**Text under study**
┏━━

Protecting consumers and safeguarding against potential travel mishaps is at the core of every travel insurance policy. Whether that’s covering medical incidents, lost items or unforeseen cancellations, the range of risks associated with travel is increasing, as the industry continues to find its feet following years of Covid-19 complications and Brexit setbacks.
But how do travel insurance companies ensure pricing is fair in this new era of travel, and how are products created to meet industry benchmarks? Here we look into the steps taken by ROCK to ensure its products are assessed, designed and managed with a fair value in mind.
Assessing the risks in the ever-changing travel industry remains a complex task and one that product, pricing and compliance teams work to identify during a target market assessment. The first step in approving a product for use is to look at the distribution method proposed to sell the product, and if that is used by the intended target market, whilst assessing if using this distribution method would be ineffective in the sale of the product.
Once a full assessment in the market is complete, it is then time for the design process. This design includes cover for the specific target market, as well as including benefits that customers would expect to find as standard, as part of their travel insurance policy. Once the team has decided on the benefits of the policy, it’s always worth taking a deeper look at the other products offered by the insurer/client and to consider the amounts of cover offered at each level of the product.

┗━━

**Supplied information**
┏━━

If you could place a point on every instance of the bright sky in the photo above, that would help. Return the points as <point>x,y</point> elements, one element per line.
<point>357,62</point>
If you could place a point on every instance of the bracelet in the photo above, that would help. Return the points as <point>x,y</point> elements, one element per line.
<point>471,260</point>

┗━━

**Activity**
Revise the travel insurance passage above: begin at the words that have "But how do travel" and stop after "value in mind.", replacing "ROCK" with "the insurer".

**Task response**
But how do travel insurance companies ensure pricing is fair in this new era of travel, and how are products created to meet industry benchmarks? Here we look into the steps taken by the insurer to ensure its products are assessed, designed and managed with a fair value in mind.